[Exercise details]
Could you continue the forum thread about setting up a Cisco router for PPPoE over DSL, starting right after its last line?

[Text block]
________________

What do I need to edit out? You will have to go into detail some of this is over my head and I am learning as I go along. You have gone out of your way helping me with this and I am thankful.

Thanks,
Dennis


----------



## zx10guy (Mar 30, 2008)

Sorry, been busy with things and was out of town.

Here's a document which talks about setting up PPPoE over a DSL connection from Cisco:

http://www.cisco.com/en/US/docs/routers/access/800/850/software/configuration/guide/857sg_bk.pdf

I suggest walking through this document and see if you can get your connection up and running.

Here's a troubleshooting guide:

http://www.cisco.com/en/US/tech/tk175/tk15/technologies_configuration_example09186a008071a7c2.shtml

I haven't had time to read through the configuration guide. It's unfortunate I don't have a similar router in front of me to help you through the config.


----------



## dbctl (May 17, 2008)

________________

[Listed records]
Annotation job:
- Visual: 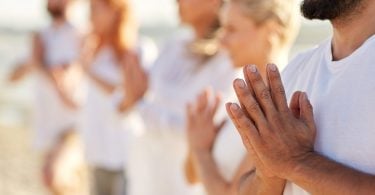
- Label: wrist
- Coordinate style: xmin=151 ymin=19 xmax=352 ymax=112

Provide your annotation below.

________________

[The output]
Thanks for your help. I finally got it working. I bought this Cisco 877 from Hardware.com and they didn't want to help me. They wouldn't reply to my request for help and when I sent more emails asking for help they got mad and told me not to email them anymore. I do not recommend doing any business with Hardware.com. 

Dennis


----------



## zx10guy (Mar 30, 2008)

So what was the final fix? Did you set up any ACLs or configure the onboard firewall? If not, your network is still unsecure.

In the defense of Hardware.com, they're in the business to sell hardware and services. Their tech support would be more limited to actual hardware issues not configuration problems. No place I know of will give configuration advice over the phone for gear like this, not CDW, not GTSI, not Provantage. Expertise costs money. That's why people like me are employed. If you have a Cisco SmartNet support contract, the Cisco engineers won't even build a configuration for you. You have to have a general idea of what you are doing and the Cisco engineers will help you fix what ever is the problem to get your there.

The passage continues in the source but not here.